Rows
..........

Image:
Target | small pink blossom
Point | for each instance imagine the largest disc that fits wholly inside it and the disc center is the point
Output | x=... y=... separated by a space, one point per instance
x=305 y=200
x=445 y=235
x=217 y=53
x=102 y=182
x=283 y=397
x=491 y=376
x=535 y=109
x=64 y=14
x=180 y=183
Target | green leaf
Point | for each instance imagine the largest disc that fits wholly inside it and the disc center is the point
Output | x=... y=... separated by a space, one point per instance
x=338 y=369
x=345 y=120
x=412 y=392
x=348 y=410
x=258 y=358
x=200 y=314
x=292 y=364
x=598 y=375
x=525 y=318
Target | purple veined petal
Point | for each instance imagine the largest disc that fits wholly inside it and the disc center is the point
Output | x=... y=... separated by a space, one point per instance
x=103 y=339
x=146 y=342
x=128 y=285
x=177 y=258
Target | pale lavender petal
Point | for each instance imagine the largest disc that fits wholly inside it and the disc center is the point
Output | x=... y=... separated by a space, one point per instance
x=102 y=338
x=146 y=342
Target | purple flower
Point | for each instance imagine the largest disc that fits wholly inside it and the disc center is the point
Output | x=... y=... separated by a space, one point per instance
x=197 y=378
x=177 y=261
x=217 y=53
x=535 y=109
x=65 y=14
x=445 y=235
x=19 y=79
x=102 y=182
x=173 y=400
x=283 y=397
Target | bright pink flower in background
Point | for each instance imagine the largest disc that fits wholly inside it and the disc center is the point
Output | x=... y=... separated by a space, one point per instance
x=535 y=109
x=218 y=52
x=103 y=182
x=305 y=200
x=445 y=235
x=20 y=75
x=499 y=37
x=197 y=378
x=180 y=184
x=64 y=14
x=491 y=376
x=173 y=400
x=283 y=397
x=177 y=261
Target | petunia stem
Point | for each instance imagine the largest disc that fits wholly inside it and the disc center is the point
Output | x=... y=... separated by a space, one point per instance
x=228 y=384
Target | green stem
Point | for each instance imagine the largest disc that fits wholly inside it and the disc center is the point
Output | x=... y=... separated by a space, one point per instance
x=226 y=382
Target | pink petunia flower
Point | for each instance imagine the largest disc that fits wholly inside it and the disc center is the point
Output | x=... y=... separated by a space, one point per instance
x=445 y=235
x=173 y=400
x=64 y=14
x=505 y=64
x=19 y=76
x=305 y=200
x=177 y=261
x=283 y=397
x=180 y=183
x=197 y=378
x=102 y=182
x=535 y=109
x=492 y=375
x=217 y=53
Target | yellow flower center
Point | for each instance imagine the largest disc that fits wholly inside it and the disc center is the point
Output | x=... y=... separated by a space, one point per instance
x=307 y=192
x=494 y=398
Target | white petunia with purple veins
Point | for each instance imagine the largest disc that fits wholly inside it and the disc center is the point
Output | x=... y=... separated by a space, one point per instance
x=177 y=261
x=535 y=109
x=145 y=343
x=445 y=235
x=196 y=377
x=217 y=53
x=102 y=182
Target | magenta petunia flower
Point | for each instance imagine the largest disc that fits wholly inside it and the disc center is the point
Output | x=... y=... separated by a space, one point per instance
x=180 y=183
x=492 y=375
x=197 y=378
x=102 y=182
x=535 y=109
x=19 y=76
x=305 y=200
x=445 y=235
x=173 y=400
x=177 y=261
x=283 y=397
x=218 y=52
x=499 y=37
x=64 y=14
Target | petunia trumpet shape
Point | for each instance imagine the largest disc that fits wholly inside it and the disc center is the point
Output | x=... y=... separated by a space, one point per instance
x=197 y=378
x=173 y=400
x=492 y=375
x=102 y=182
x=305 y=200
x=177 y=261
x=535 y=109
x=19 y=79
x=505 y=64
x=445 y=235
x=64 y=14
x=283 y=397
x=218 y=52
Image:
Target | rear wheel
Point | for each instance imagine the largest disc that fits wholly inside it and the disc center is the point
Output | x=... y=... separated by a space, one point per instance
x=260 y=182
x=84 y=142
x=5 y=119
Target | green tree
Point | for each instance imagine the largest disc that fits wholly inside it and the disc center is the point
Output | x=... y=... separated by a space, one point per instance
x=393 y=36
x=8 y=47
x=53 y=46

..........

Exercise task
Print every line unchanged, beginning with the line that contains "Target | petunia stem" and continuing through the line that contains "x=494 y=398", with both of those lines included.

Reply
Target | petunia stem
Point | for each instance imagine the largest disc that fits wholly inside it and the disc center is the point
Output | x=... y=... separated by a space, one point per instance
x=228 y=384
Target | green stem
Point | for each instance imagine the largest disc that fits wholly inside it and the disc center is the point
Output | x=... y=... separated by a space, one point per instance
x=226 y=382
Target | pink petunia flower
Point | for each instance imagine the largest disc that fits wholly inside it and the disc center is the point
Output | x=... y=... separated by a space, one point per instance
x=445 y=235
x=173 y=400
x=64 y=14
x=505 y=64
x=19 y=76
x=305 y=200
x=177 y=261
x=283 y=397
x=180 y=183
x=197 y=378
x=102 y=182
x=535 y=109
x=492 y=375
x=217 y=53
Target | yellow flower center
Point | for each instance imagine the largest disc that fits wholly inside it and the disc center is the point
Output | x=... y=... separated by a space, one point per instance
x=307 y=192
x=494 y=398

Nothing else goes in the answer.